▸ **Document excerpt**
──────────────────────────────

# Thread: Parametric tangent line

1. ## Parametric tangent line

Find parametric equations for the tangent line to the curve with the given parametric equations at the specified point.

$x=ln(t), y=2(sqrt(t)), z=t^2; (0,2,1)$

My question is, do I simply solve for t (t=1) and then take a derivative of each? I'm confused on what it is asking for.

2. Originally Posted by Rhode963
Find parametric equations for the tangent line to the curve with the given parametric equations at the specified point.

$x=ln(t), y=2(sqrt(t)), z=t^2; (0,2,1)$

My question is, do I simply solve for t (t=1) and then take a derivative of each? I'm confused on what it is asking for.
Well, it is asking for parametric equations of the tangent line!

You should know that if you are given a curve as (x(t), y(t), z(t)) then the derivative vector <x'(t), y'(t), z'(t)> is tangent to the curve. You should also know that parametric equations for a line through $(x_0, y_0, z_0)$ with "direction vector" <A, B, C> are $x= At+ x_0$, $y= Bt+ y_0$, and $z= Ct+ z_0$.

You are given the point and the "direction vector" of a tangent line is a tangent vector at that point. Differentiate x, y, and z with respect to t, evaluate at t= 1, and use that as the "direction vector" of the line.

3. So $x'=1/t, y'=t^(-1/2), z'=2t$ and evaluated at t=1, $x'=1, y'=1, z'=2$, meaning the parametric tangent line is... $x=1+ln(t), y=1+2(sqrt(t)), z=2+t^2$ ?

──────────────────────────────

▸ **Given entries**
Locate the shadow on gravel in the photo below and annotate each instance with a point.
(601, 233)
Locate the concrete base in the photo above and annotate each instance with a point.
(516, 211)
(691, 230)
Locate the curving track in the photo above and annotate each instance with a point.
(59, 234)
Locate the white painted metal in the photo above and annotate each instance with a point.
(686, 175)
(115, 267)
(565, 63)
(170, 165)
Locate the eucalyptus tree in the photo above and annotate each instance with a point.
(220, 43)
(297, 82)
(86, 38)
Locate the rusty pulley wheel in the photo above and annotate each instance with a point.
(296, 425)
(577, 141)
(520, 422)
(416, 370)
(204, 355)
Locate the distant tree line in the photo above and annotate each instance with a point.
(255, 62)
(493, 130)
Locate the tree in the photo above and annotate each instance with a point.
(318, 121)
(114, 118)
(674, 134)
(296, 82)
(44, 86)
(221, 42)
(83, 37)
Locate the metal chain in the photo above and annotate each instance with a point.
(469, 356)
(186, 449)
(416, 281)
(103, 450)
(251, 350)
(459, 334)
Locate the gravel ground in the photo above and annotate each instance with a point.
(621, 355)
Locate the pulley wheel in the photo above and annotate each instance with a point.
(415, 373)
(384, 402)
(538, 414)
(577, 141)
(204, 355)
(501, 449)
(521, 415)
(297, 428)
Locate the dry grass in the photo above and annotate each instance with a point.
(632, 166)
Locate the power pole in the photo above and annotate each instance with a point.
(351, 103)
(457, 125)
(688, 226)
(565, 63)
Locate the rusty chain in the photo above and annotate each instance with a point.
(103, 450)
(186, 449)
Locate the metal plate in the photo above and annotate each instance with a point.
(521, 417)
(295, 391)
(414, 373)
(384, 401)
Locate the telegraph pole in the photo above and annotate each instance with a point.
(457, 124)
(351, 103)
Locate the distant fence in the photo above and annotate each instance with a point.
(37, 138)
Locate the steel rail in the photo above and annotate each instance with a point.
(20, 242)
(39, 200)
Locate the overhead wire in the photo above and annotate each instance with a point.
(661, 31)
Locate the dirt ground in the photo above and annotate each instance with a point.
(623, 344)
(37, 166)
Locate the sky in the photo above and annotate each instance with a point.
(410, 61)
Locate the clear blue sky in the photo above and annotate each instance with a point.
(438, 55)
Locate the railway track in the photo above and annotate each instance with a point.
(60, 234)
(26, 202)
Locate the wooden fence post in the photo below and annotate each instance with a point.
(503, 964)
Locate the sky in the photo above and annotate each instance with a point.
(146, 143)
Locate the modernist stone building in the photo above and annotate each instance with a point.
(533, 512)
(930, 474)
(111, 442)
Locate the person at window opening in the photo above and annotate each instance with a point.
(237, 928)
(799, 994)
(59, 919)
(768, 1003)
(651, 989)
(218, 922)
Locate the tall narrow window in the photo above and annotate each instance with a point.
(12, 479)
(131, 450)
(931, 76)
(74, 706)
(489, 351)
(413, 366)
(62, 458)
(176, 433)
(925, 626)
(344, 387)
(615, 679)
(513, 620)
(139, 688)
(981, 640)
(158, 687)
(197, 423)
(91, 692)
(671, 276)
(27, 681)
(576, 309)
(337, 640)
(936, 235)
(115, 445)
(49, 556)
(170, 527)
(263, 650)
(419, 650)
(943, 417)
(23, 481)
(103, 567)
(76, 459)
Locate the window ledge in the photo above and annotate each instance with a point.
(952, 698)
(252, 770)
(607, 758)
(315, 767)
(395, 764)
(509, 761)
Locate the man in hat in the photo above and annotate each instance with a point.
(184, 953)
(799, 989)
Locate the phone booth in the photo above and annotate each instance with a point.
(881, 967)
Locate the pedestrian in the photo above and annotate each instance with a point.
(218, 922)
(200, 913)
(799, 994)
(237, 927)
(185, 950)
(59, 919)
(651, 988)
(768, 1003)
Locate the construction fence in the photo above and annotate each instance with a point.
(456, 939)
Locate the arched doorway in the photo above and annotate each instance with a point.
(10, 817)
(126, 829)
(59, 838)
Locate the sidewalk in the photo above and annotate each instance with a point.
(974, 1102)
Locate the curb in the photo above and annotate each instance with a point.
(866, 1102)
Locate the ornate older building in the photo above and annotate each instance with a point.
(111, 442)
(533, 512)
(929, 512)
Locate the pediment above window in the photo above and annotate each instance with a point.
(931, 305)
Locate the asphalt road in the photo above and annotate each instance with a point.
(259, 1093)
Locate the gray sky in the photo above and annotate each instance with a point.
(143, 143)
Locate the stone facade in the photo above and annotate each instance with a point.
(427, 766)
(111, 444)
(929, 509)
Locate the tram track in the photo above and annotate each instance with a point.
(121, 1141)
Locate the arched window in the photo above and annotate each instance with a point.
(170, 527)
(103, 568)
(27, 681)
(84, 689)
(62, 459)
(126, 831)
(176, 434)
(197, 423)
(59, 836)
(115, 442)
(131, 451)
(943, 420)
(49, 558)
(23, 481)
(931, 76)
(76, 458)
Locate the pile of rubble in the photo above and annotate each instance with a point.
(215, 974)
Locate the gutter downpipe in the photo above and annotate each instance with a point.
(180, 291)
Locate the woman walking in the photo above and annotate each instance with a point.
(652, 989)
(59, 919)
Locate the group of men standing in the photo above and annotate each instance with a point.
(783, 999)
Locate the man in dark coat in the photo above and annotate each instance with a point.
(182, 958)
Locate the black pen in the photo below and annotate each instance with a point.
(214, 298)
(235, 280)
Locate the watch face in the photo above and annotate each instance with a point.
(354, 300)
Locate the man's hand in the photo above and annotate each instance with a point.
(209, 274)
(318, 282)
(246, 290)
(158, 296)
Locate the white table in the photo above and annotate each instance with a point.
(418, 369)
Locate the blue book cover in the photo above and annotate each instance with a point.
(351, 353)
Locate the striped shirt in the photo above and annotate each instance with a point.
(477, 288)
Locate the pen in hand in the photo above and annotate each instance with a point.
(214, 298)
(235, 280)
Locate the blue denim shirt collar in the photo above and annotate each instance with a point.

──────────────────────────────

▸ **Goal of the exercise**
In the forum thread on the parametric tangent line, at what value of t should the derivatives of x, y, and z be evaluated?

▸ **Task answer**
At t = 1.